§ Source information:
-------
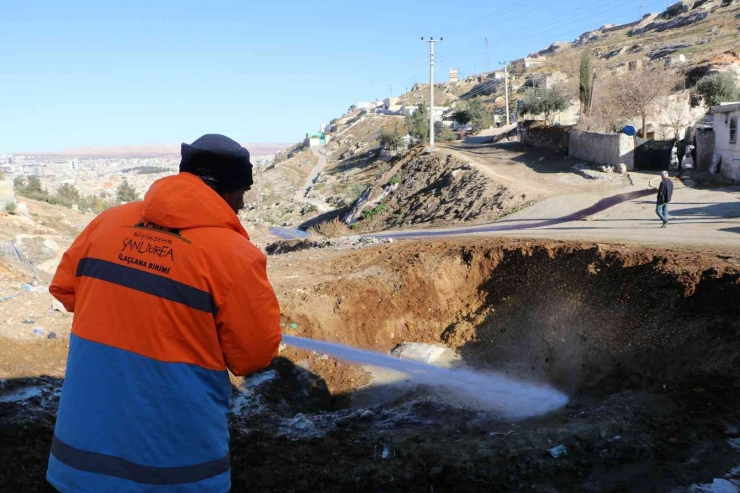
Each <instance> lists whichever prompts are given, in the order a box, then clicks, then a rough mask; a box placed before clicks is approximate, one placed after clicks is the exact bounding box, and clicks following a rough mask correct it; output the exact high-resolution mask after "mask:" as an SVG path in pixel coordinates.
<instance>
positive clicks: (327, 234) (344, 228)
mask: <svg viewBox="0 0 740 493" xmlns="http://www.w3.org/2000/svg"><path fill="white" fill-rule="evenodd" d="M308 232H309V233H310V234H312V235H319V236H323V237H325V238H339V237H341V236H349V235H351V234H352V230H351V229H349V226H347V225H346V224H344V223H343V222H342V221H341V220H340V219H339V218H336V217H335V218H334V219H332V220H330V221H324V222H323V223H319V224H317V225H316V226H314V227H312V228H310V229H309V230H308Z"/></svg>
-------
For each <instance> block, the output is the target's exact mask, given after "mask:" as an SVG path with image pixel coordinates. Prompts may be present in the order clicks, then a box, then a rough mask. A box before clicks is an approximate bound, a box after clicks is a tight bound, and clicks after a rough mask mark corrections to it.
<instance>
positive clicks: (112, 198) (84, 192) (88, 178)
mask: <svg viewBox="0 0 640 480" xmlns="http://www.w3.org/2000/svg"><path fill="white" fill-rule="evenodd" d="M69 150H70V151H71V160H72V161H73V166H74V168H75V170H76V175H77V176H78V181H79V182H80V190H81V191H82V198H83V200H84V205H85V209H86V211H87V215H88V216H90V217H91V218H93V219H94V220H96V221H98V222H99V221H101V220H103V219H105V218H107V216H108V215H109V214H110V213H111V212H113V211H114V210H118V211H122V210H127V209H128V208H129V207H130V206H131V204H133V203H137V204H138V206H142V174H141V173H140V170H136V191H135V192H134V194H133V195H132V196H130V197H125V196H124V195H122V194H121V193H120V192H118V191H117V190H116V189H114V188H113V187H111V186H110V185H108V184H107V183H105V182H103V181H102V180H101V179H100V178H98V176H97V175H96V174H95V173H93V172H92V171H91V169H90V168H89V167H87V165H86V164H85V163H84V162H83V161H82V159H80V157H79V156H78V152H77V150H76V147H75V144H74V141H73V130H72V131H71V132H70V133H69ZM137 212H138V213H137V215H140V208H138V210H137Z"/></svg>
-------
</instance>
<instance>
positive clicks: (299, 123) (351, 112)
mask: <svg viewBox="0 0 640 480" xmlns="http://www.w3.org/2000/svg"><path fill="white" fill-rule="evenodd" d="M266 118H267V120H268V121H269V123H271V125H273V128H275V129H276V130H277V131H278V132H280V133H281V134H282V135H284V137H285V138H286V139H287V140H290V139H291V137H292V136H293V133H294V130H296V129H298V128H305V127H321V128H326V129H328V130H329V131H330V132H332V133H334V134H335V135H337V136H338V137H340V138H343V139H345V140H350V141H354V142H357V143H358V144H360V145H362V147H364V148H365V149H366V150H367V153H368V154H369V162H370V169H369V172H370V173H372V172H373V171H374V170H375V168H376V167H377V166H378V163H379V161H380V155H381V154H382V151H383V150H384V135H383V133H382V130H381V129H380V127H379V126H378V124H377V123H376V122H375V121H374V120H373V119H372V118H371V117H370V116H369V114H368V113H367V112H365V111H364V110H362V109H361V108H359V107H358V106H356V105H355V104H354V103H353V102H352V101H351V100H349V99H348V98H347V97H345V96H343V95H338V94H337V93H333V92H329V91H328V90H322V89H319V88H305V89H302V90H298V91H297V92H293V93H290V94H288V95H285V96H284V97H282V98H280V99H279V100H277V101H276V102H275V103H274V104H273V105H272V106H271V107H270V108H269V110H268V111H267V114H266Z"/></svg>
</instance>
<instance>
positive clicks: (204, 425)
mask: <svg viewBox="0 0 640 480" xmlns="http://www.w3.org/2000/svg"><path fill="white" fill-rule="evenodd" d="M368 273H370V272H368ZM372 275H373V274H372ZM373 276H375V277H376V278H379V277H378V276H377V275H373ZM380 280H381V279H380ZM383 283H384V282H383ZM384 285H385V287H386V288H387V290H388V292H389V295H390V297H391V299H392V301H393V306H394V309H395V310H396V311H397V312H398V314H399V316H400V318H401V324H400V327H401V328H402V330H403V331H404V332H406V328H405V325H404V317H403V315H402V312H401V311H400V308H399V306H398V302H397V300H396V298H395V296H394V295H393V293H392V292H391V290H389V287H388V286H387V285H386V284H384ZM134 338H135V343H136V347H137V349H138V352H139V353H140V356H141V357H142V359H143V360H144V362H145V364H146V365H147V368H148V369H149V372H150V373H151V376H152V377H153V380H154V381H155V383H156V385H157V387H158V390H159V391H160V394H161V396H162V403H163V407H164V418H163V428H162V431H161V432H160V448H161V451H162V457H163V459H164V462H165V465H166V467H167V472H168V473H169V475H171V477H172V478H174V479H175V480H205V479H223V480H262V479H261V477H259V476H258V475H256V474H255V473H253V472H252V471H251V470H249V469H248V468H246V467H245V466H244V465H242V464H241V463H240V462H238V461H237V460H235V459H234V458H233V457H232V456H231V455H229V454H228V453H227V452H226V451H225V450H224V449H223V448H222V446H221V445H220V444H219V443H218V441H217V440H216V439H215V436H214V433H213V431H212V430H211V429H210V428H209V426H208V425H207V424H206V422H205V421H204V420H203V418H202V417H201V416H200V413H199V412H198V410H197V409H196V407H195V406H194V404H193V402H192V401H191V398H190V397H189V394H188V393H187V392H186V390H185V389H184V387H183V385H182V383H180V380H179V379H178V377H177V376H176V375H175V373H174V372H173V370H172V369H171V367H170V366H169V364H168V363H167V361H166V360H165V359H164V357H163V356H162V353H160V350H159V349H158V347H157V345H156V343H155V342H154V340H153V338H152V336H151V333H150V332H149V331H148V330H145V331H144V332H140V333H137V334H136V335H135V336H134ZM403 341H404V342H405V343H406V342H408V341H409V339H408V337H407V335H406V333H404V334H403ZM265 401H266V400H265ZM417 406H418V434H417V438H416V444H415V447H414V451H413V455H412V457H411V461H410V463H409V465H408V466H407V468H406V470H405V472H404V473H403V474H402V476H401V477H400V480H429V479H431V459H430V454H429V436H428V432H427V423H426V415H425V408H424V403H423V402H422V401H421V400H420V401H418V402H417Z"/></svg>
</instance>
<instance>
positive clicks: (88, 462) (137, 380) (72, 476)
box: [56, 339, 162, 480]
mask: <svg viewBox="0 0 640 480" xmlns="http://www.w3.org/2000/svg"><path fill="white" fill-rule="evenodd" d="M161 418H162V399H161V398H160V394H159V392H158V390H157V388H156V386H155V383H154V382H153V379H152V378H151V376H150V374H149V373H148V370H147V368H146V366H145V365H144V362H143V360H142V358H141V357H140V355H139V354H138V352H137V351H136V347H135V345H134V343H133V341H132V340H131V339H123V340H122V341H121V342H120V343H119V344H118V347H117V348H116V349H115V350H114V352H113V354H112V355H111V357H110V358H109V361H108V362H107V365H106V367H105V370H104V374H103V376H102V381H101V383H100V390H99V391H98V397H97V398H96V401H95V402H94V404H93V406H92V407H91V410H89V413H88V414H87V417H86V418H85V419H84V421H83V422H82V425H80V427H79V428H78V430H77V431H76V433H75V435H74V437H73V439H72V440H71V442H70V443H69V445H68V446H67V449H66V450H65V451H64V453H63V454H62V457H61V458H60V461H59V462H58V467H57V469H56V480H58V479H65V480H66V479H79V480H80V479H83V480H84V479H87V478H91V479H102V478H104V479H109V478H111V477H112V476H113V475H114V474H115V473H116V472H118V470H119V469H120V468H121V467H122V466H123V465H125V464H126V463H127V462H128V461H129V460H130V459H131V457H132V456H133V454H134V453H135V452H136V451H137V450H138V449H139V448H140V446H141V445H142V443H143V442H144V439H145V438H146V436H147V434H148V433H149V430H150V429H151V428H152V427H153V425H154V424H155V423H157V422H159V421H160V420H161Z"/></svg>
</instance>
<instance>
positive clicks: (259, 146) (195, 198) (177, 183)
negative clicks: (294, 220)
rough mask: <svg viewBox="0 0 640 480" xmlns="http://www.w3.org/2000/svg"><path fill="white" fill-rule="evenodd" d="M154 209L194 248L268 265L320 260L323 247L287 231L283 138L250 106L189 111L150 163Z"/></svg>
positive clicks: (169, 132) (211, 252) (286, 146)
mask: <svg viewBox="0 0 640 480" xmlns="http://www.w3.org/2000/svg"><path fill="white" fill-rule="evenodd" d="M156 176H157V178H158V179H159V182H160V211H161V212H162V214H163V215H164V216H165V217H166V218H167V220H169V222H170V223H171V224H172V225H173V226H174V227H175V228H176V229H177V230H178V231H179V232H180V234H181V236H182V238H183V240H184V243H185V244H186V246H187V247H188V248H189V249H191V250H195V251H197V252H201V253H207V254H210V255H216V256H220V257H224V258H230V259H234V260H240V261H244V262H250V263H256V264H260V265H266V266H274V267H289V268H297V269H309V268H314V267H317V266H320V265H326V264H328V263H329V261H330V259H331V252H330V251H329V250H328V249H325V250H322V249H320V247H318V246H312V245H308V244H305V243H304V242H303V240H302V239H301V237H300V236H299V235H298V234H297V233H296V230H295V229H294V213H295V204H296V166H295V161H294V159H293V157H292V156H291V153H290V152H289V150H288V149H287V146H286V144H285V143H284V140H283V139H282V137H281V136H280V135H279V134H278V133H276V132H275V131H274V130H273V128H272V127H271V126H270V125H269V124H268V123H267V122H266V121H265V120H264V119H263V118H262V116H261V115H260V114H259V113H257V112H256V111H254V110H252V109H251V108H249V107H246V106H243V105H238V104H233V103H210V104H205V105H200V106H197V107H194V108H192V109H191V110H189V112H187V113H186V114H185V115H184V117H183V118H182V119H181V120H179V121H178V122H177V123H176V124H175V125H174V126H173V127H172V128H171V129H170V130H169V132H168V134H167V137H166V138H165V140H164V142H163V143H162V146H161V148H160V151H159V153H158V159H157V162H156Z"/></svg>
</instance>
-------
§ Aim of the task: Repeat the lines from the one containing "Each <instance> lists" through the one containing "positive clicks: (327, 234) (344, 228)", including both of those lines.

§ Answer box:
Each <instance> lists whichever prompts are given, in the order a box, then clicks, then a rough mask; a box placed before clicks is approximate, one placed after clicks is the exact bounding box, and clicks following a rough mask correct it; output the exact high-resolution mask after "mask:" as an SVG path in pixel coordinates.
<instance>
positive clicks: (327, 234) (344, 228)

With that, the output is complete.